**INFORMATION**
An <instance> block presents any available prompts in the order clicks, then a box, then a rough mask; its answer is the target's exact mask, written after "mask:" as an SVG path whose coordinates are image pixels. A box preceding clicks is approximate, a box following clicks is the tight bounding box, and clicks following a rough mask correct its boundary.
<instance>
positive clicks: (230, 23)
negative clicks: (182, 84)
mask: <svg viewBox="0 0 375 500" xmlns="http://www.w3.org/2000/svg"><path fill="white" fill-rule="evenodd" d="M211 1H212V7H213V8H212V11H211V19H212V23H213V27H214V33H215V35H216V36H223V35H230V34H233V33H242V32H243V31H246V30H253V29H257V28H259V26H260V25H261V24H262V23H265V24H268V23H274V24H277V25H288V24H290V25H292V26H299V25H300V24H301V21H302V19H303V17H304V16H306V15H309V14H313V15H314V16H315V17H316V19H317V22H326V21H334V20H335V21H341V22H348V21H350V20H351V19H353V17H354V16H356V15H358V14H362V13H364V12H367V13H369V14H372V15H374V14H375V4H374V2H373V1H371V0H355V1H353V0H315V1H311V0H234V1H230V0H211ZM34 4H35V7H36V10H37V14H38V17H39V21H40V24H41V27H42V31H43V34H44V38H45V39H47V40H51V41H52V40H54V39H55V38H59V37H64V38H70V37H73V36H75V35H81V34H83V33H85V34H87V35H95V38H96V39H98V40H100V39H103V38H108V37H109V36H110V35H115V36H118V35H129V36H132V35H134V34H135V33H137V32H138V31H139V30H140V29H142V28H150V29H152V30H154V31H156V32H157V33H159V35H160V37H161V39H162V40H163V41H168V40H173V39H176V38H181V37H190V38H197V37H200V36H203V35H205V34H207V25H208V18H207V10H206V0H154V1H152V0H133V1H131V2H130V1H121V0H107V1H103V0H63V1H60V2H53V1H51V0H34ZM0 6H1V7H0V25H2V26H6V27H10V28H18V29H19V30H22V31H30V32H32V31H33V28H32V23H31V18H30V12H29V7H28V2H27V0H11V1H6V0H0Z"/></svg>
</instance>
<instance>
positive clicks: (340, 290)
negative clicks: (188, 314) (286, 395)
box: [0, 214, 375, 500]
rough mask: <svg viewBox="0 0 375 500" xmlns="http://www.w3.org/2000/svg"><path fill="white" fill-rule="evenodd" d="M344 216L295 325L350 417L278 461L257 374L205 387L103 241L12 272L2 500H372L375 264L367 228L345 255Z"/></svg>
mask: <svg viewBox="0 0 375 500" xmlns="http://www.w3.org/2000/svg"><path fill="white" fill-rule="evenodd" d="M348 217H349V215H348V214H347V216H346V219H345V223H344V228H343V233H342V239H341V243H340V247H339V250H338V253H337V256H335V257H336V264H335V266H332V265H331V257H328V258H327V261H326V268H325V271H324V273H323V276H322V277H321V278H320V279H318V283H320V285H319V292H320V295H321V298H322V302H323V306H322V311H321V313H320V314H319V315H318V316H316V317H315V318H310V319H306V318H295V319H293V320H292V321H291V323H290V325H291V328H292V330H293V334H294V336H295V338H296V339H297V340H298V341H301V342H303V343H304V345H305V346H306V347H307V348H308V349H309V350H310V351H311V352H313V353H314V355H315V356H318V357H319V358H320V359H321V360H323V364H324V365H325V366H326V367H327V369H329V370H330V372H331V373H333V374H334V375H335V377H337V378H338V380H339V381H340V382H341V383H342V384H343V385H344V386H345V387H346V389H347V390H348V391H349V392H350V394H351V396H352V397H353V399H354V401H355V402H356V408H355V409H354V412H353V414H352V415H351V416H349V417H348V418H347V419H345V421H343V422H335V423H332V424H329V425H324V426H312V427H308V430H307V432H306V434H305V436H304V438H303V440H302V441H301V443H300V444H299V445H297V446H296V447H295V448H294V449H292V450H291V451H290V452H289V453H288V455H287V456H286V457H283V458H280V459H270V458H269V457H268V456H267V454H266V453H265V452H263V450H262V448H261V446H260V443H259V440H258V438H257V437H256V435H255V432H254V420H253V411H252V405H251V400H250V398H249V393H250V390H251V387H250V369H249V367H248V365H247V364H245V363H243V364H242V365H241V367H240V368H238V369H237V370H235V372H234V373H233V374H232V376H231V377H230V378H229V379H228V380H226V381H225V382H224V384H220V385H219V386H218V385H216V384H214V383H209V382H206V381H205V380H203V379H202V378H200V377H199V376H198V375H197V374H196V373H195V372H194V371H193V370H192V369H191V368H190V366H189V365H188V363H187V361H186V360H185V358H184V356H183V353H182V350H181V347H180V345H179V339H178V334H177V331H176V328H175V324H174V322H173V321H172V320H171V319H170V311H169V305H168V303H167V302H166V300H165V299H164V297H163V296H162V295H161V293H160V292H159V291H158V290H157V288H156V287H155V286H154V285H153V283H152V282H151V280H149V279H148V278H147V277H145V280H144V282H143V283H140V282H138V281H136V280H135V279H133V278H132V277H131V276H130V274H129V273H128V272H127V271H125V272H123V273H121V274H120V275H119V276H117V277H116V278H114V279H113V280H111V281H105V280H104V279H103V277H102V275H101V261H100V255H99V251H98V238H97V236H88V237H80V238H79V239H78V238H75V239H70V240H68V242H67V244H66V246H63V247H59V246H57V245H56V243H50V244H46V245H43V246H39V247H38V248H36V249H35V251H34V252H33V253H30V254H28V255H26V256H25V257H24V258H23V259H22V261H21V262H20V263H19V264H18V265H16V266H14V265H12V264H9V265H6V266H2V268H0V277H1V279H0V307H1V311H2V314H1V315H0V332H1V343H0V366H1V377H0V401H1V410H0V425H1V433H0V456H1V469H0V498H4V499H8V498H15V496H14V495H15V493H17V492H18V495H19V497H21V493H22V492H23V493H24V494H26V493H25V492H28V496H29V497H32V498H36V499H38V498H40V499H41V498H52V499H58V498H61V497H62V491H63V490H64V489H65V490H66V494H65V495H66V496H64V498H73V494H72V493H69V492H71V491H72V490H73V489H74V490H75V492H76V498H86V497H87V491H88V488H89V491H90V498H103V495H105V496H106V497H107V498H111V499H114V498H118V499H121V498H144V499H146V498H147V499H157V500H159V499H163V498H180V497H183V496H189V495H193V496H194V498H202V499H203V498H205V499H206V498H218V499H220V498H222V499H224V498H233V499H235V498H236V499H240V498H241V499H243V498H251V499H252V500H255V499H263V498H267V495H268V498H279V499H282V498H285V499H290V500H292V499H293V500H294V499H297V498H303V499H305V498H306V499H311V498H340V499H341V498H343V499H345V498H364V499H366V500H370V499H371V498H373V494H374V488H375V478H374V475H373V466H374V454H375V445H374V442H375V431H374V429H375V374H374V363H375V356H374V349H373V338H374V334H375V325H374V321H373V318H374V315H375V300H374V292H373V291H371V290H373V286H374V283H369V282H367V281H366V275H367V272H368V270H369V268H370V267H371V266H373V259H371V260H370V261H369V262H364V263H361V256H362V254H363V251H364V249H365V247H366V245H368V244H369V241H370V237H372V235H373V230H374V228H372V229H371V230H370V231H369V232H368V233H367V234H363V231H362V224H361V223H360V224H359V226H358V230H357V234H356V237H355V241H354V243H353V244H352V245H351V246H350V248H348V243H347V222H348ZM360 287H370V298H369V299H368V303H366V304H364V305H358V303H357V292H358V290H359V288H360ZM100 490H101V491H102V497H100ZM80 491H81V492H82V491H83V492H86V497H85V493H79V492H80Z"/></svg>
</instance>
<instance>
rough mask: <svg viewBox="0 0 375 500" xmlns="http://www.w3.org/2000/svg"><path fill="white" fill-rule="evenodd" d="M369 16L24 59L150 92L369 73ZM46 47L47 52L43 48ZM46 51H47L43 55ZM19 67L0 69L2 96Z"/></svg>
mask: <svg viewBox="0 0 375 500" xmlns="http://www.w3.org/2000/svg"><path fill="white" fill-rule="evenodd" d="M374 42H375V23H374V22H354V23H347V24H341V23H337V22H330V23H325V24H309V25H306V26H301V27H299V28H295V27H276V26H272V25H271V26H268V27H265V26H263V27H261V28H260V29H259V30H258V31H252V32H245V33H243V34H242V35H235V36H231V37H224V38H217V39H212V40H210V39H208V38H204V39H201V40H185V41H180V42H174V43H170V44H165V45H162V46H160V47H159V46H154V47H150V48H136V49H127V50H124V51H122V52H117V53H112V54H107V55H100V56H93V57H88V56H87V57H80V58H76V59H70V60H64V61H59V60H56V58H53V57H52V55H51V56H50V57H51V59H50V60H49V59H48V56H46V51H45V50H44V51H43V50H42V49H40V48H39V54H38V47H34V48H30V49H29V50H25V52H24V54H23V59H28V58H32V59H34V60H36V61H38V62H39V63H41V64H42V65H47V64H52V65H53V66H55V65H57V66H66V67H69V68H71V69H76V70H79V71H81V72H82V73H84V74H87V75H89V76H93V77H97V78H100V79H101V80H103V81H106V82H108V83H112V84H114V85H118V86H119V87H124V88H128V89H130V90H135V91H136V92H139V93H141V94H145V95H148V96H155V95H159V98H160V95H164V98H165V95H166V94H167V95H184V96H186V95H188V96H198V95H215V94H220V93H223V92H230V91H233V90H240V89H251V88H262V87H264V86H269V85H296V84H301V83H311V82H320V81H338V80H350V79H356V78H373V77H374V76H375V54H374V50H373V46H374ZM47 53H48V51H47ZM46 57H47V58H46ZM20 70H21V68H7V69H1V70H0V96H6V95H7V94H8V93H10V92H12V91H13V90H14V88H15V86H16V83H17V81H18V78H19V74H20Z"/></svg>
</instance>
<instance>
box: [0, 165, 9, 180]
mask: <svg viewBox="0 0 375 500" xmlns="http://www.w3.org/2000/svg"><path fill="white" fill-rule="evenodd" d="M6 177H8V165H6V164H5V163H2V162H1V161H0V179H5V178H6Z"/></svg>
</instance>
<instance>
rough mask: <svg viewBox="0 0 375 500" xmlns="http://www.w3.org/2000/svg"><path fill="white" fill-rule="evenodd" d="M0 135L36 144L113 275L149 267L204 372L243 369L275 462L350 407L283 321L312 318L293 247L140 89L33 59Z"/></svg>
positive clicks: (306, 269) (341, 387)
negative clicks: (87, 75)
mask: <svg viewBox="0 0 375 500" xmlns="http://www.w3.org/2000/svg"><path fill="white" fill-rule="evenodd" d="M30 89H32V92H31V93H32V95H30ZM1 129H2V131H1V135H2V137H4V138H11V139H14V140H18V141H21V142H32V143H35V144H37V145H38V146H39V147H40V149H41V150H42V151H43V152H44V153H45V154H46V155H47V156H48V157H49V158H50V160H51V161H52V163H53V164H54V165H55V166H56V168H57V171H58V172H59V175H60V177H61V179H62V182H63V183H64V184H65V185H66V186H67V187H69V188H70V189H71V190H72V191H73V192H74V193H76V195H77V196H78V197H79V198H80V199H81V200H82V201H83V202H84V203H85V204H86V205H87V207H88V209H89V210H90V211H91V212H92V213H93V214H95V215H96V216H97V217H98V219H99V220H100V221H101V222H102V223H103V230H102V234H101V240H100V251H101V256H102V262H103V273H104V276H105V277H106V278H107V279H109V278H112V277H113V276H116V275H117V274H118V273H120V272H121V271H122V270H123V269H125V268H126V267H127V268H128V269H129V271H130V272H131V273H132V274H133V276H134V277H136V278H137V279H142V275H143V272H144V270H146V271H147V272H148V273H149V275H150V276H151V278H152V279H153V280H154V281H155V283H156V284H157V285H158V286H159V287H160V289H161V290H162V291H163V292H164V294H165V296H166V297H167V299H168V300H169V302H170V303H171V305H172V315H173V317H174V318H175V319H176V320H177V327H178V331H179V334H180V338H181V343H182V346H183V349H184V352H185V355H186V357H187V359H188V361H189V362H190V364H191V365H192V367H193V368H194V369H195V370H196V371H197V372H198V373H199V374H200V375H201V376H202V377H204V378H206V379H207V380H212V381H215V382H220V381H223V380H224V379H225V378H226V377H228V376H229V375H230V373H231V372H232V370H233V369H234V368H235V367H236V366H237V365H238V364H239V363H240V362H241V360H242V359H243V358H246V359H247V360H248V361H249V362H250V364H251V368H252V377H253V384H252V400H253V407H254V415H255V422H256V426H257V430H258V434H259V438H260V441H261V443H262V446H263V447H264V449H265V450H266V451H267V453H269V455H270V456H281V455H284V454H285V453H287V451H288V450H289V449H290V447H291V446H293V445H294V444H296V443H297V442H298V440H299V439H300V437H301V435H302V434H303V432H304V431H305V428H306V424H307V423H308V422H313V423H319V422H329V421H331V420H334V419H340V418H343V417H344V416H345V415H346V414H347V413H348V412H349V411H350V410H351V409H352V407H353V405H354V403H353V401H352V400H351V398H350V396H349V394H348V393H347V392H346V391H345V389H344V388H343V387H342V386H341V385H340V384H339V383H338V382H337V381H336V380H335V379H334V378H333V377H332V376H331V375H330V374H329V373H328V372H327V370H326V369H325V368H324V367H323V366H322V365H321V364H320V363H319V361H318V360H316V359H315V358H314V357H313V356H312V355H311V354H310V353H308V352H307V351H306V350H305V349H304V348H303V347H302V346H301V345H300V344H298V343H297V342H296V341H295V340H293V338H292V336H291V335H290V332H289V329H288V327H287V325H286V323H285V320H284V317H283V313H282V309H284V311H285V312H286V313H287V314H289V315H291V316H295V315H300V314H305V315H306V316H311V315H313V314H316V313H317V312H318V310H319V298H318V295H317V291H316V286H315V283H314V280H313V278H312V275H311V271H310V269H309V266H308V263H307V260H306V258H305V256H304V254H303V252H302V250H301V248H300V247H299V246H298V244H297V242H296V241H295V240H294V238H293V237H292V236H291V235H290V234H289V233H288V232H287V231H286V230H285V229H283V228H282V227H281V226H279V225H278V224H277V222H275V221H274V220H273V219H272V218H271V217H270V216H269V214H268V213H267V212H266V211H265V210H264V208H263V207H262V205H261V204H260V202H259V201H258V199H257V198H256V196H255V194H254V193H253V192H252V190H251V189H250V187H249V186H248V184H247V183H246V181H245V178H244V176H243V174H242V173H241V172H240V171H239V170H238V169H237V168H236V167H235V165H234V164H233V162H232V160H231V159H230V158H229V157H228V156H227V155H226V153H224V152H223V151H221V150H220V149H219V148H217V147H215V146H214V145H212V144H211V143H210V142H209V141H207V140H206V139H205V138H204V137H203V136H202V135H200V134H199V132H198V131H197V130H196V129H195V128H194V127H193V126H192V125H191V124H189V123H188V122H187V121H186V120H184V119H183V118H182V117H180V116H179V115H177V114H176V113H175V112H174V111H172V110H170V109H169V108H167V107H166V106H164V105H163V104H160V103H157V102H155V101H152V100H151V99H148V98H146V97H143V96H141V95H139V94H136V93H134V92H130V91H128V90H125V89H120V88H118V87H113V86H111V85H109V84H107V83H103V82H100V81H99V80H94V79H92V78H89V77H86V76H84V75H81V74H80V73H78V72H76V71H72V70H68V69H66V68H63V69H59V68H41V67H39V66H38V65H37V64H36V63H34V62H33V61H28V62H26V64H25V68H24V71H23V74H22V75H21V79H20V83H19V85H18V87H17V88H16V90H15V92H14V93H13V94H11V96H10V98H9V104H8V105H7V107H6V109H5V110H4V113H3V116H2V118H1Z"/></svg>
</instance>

**EXERCISE DIRECTIONS**
Across the records above, how many lines contain the word "positive"? Give the number by itself.

**SOLVED PROBLEM**
3